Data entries
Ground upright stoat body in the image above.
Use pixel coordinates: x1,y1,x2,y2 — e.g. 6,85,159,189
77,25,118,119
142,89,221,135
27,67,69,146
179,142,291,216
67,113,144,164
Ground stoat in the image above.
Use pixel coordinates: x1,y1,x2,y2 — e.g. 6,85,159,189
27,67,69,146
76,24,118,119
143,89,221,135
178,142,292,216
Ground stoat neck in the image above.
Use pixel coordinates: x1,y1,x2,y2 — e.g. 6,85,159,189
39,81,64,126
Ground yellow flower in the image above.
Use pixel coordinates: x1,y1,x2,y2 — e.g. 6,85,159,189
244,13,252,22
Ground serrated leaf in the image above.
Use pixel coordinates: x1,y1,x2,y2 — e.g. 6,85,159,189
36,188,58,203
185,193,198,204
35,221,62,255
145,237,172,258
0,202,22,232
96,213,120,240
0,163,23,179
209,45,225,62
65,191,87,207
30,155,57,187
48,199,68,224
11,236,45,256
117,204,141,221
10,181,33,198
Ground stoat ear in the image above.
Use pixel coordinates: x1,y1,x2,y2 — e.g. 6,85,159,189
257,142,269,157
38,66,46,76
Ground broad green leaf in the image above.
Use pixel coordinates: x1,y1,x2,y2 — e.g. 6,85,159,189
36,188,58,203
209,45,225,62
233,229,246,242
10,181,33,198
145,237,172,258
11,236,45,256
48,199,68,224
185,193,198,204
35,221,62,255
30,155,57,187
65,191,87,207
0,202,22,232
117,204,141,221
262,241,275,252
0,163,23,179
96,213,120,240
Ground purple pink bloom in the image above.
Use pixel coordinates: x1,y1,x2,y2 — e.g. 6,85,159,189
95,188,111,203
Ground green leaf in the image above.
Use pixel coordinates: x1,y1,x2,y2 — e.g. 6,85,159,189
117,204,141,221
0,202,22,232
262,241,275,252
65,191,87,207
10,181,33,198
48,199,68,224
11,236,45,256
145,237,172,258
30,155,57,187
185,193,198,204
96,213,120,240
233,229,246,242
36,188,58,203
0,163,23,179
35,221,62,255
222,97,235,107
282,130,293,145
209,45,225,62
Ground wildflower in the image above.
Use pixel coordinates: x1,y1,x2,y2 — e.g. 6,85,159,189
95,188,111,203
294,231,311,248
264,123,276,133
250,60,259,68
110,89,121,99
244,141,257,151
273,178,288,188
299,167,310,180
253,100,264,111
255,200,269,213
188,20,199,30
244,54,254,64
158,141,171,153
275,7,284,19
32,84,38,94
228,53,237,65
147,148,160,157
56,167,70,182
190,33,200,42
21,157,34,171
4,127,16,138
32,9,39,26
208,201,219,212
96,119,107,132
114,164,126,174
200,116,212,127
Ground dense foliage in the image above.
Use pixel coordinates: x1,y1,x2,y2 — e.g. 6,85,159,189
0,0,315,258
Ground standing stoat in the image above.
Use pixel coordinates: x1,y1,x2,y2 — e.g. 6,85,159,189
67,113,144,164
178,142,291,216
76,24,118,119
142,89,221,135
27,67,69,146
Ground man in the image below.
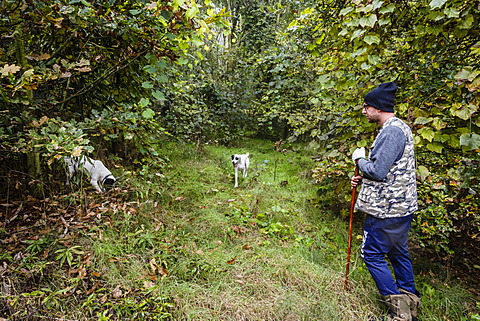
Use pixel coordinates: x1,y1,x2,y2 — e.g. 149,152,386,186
351,82,420,321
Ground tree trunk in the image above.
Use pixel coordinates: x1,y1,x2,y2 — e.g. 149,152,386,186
15,24,44,198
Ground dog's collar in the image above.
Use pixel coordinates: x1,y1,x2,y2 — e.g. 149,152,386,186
102,174,115,185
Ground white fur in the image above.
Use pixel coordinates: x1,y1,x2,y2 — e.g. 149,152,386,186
231,153,250,187
64,155,116,193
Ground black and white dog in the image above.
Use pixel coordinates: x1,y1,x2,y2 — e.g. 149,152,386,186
232,153,250,187
64,155,116,193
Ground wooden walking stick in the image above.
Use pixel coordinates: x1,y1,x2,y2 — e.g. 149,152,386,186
345,165,358,291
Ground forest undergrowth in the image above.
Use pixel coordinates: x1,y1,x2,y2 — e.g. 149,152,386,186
0,140,480,321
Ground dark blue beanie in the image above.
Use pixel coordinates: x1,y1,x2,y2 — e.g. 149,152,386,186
364,82,397,113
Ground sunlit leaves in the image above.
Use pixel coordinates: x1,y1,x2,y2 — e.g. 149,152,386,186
460,133,480,150
450,103,478,120
428,0,447,10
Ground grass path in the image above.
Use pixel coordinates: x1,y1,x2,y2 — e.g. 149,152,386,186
131,140,476,321
0,140,479,321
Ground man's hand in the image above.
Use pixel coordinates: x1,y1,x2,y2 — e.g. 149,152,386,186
352,147,367,164
350,176,363,188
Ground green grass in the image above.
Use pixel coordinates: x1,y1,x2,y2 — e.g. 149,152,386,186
0,140,476,321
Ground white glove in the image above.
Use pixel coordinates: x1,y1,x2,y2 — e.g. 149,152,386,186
352,147,367,164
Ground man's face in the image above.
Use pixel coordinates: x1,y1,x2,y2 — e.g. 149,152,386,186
362,104,380,123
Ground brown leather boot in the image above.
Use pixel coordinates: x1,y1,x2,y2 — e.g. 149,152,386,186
398,288,420,321
383,294,412,321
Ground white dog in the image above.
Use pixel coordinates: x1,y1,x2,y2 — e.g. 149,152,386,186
232,153,250,187
64,155,116,193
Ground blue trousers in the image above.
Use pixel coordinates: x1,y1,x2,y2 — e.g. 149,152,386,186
362,215,419,295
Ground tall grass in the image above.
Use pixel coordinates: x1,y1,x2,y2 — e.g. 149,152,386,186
0,140,476,321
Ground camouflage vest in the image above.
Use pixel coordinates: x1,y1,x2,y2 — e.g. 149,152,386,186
355,117,418,218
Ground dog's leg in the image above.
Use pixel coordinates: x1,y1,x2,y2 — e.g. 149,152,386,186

_What the task requires_:
Repeat the stretch of the material above from its first line through the line that contains "39,81,64,126", keeping every line unchanged.

_Completed task_:
Ground upright stoat body in the image above.
Use pixel coordinates: x1,y1,x2,y2 — e.g. 6,85,159,189
77,25,118,119
142,89,221,135
27,67,69,146
179,142,291,216
67,113,144,164
Ground stoat in the image above.
Use pixel coordinates: x1,y1,x2,y2 — e.g. 6,85,159,189
27,67,69,146
76,24,118,119
143,89,221,135
178,142,292,216
Ground stoat neck in the image above.
Use pixel coordinates: x1,y1,x2,y2 — e.g. 6,85,159,189
39,81,64,126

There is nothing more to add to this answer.